AIM: Pull out every line of the listing below that contains the string "green", matching case exactly.

"""

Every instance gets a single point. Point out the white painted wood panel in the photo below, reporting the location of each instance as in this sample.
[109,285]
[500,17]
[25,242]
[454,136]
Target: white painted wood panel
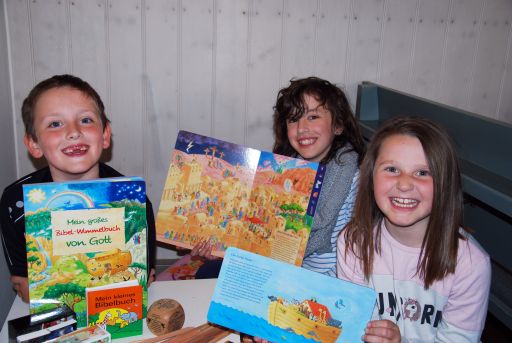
[231,58]
[331,40]
[491,57]
[127,114]
[22,71]
[397,43]
[299,39]
[429,45]
[197,73]
[265,51]
[461,47]
[161,83]
[364,43]
[88,45]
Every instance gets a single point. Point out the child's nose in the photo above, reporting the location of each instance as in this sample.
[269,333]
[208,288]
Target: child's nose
[302,125]
[405,183]
[73,132]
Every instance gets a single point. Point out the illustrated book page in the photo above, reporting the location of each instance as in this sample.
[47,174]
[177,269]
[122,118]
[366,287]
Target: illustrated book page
[116,307]
[280,302]
[236,196]
[83,234]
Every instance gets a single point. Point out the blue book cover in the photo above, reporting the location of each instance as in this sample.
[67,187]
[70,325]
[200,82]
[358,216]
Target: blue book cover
[280,302]
[84,234]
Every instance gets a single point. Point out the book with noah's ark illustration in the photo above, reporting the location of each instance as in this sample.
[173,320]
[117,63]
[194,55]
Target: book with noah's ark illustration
[281,302]
[235,196]
[84,234]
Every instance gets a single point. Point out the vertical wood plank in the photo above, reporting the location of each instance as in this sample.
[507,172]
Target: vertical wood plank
[162,89]
[264,70]
[491,57]
[125,66]
[22,69]
[331,38]
[50,38]
[229,110]
[397,42]
[505,99]
[299,43]
[429,46]
[89,44]
[364,40]
[196,66]
[461,47]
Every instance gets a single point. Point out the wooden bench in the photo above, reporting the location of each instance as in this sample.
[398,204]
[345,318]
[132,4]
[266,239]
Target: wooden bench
[484,147]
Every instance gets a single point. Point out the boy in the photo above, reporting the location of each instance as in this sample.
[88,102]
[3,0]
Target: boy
[65,123]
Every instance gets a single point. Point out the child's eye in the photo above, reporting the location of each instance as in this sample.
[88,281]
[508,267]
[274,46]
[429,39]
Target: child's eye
[54,124]
[87,120]
[391,169]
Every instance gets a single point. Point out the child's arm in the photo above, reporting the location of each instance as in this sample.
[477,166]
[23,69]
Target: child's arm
[381,331]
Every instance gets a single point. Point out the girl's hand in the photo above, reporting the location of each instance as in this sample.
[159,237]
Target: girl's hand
[203,249]
[380,331]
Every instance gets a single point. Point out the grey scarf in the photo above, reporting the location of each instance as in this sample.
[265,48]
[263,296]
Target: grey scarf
[336,186]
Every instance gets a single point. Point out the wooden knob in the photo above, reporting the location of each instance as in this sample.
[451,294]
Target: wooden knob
[165,315]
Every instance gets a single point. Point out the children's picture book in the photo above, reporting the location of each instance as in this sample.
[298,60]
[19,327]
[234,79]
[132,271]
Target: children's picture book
[116,307]
[280,302]
[84,234]
[236,196]
[42,326]
[90,334]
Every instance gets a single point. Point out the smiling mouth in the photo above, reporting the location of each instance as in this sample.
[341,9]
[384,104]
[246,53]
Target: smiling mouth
[404,202]
[306,141]
[75,150]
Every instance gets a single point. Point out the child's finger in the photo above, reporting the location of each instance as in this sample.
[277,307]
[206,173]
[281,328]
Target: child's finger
[381,331]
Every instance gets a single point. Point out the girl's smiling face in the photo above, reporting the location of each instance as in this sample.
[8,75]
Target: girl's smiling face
[313,133]
[403,188]
[69,134]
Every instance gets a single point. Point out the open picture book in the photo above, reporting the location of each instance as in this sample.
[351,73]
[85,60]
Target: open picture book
[234,196]
[277,301]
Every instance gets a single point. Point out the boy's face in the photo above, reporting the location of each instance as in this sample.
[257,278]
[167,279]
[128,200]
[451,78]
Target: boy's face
[69,134]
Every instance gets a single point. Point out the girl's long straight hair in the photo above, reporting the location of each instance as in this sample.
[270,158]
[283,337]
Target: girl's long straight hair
[438,256]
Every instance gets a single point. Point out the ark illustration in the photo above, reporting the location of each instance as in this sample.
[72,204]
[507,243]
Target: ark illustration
[307,318]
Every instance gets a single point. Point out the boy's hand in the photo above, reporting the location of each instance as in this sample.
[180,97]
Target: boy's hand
[20,285]
[203,249]
[151,276]
[381,331]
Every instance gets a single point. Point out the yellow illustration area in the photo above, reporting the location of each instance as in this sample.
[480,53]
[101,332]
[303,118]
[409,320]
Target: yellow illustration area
[84,231]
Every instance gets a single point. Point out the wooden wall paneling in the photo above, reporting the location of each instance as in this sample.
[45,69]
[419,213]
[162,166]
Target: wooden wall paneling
[51,38]
[364,41]
[22,71]
[461,45]
[331,40]
[429,47]
[125,67]
[161,89]
[230,87]
[505,98]
[265,51]
[491,57]
[196,80]
[397,42]
[299,45]
[89,57]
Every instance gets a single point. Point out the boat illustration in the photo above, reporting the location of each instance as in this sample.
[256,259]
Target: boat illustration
[307,318]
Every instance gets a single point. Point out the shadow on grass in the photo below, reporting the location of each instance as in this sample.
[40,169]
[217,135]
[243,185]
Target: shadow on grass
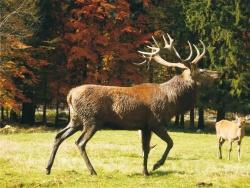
[180,159]
[158,173]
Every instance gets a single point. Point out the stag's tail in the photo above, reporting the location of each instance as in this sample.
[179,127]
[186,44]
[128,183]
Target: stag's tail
[69,101]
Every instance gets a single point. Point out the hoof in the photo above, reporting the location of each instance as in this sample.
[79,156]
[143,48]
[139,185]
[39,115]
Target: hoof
[156,166]
[145,173]
[93,173]
[47,171]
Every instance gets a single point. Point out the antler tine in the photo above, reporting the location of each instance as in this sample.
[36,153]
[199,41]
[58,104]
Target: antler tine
[199,56]
[156,43]
[170,44]
[191,52]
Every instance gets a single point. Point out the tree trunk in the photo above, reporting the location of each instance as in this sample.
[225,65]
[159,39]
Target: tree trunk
[182,123]
[28,113]
[191,122]
[177,120]
[220,114]
[7,114]
[68,115]
[44,120]
[13,116]
[2,114]
[57,114]
[57,106]
[201,124]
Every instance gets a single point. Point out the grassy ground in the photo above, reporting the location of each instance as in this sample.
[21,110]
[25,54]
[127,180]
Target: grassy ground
[116,156]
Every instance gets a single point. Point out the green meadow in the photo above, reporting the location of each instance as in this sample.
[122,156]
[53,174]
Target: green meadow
[116,156]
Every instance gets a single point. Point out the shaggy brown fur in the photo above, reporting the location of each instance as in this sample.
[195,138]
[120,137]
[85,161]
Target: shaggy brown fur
[143,107]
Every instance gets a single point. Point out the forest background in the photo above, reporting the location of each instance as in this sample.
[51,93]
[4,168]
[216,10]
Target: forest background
[50,46]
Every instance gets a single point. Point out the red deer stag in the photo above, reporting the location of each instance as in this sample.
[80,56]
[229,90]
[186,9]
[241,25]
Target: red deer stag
[231,131]
[144,107]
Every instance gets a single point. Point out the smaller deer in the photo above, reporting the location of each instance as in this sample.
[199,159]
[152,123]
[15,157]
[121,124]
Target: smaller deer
[231,131]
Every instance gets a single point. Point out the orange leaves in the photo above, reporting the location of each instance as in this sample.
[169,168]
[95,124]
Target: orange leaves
[101,35]
[122,16]
[102,40]
[78,53]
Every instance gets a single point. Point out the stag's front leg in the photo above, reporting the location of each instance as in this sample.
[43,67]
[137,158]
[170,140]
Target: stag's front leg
[60,137]
[230,148]
[146,137]
[87,134]
[160,132]
[220,143]
[238,143]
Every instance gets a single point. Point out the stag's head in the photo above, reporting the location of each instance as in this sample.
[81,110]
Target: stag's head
[189,64]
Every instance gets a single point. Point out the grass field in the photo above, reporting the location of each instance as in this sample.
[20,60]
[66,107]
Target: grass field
[116,156]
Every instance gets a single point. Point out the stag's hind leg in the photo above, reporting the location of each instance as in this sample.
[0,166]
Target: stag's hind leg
[161,132]
[87,134]
[60,137]
[230,142]
[238,144]
[145,136]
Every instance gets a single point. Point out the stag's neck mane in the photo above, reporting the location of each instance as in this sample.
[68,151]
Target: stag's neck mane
[180,90]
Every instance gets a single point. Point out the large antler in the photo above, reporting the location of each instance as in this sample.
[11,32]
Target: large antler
[155,49]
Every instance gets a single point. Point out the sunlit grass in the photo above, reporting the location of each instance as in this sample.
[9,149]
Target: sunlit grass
[116,156]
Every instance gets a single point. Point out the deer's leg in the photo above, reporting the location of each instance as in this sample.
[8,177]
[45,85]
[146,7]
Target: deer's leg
[88,132]
[239,143]
[230,149]
[146,137]
[220,143]
[60,137]
[160,132]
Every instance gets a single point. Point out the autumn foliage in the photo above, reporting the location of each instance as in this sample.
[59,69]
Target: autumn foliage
[102,39]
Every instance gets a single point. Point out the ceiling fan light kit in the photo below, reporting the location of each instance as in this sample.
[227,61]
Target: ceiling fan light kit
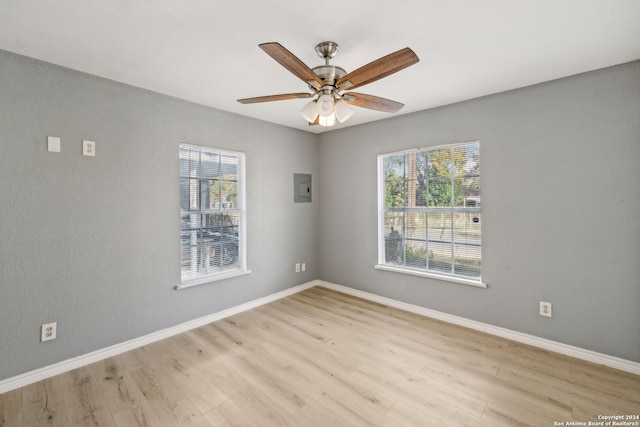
[328,81]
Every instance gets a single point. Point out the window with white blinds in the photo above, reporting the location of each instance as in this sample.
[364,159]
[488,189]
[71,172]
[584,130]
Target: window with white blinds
[429,212]
[212,214]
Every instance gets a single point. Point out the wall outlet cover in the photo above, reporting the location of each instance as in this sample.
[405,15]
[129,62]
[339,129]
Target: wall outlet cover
[88,148]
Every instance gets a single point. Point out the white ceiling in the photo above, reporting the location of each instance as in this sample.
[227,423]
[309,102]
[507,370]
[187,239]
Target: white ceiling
[206,51]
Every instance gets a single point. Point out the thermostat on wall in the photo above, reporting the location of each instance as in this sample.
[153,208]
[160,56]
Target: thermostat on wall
[301,187]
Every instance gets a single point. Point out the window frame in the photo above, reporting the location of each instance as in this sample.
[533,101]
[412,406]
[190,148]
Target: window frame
[239,210]
[382,263]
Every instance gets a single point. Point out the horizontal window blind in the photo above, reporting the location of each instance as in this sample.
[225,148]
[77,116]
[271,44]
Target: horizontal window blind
[429,210]
[212,215]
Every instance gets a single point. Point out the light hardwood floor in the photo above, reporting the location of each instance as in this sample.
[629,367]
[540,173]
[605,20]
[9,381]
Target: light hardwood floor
[322,358]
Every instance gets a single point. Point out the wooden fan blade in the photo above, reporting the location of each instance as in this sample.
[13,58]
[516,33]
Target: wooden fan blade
[289,61]
[269,98]
[372,102]
[378,69]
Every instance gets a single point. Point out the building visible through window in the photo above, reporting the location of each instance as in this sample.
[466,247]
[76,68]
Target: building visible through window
[212,212]
[430,210]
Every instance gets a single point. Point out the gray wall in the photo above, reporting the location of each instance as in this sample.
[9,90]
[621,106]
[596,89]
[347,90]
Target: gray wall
[93,243]
[560,183]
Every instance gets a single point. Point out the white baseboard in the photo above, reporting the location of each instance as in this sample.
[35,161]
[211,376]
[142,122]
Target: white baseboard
[86,359]
[95,356]
[557,347]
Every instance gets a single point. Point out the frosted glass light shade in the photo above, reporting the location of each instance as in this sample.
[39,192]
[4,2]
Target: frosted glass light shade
[325,105]
[309,111]
[343,111]
[329,120]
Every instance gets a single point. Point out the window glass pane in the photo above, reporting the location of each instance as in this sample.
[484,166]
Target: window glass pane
[440,163]
[395,182]
[393,226]
[439,257]
[415,226]
[439,230]
[467,160]
[210,201]
[439,192]
[467,191]
[431,213]
[466,227]
[228,194]
[210,164]
[209,193]
[467,260]
[416,253]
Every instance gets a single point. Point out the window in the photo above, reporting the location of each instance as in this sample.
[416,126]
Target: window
[212,214]
[429,212]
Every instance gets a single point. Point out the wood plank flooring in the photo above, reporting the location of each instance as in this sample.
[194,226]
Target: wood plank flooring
[322,358]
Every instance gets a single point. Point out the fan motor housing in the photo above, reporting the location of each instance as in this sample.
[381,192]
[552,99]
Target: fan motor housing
[329,74]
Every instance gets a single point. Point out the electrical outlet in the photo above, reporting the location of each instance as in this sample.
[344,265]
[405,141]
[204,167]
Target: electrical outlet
[88,148]
[48,332]
[545,309]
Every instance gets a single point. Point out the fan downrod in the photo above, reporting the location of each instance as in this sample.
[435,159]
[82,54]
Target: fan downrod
[327,50]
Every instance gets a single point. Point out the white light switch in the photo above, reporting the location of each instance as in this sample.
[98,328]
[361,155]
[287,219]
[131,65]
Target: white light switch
[53,144]
[88,148]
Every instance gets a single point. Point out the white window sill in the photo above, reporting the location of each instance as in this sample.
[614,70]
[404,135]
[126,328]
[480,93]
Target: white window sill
[419,273]
[212,278]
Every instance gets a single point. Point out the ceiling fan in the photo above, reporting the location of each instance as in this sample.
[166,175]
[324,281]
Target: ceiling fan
[327,83]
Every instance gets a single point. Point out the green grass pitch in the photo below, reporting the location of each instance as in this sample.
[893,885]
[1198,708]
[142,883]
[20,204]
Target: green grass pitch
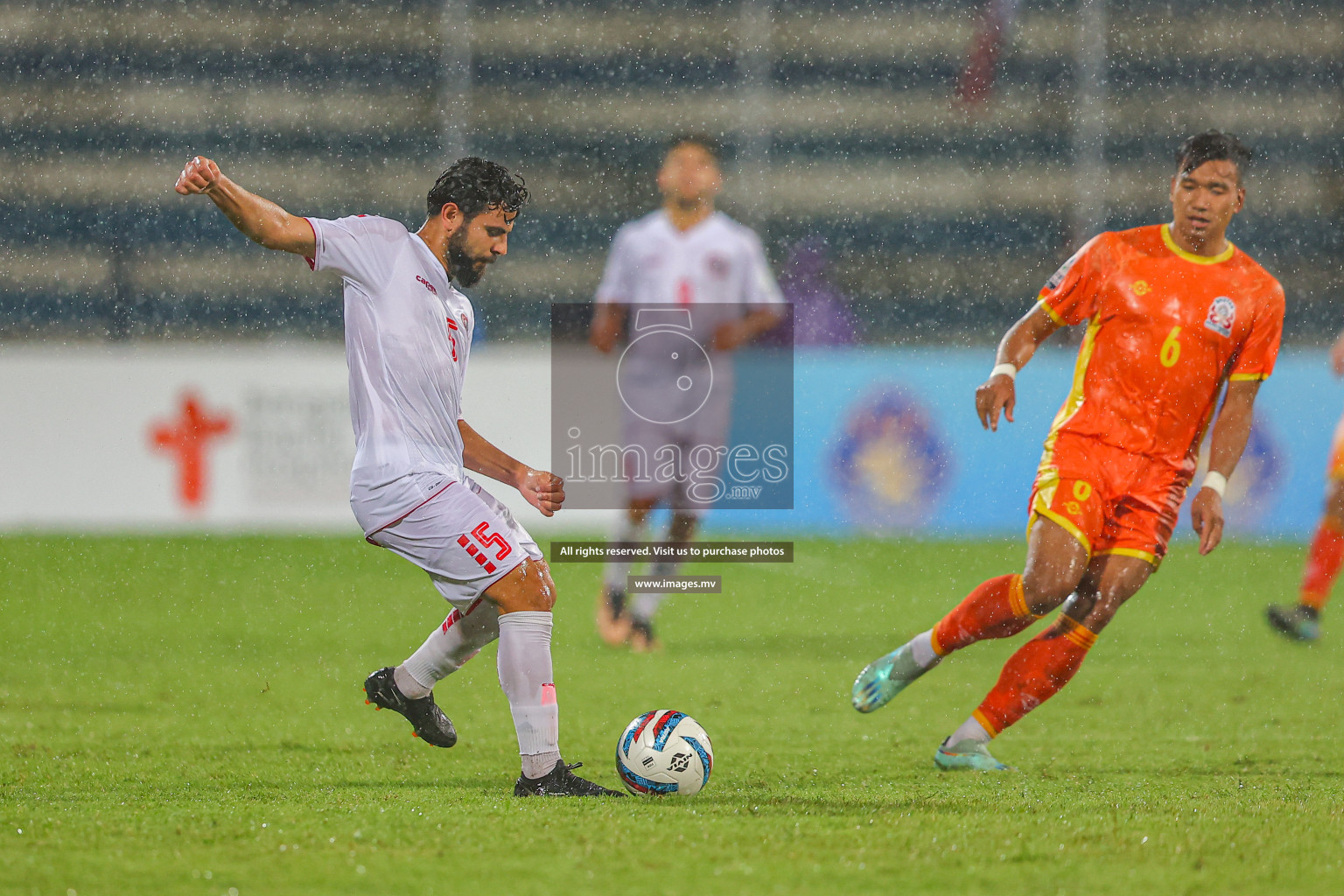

"""

PROBLEM SOLUTION:
Every instance gets a single point. Point out the green meadow in the photo above, reporting the location of each instance as in this sample.
Target: green meadow
Every instance gets a single point. Point out the green grass pitch in the photo below, reporting the location of each instance as in this sample.
Target: green grass pitch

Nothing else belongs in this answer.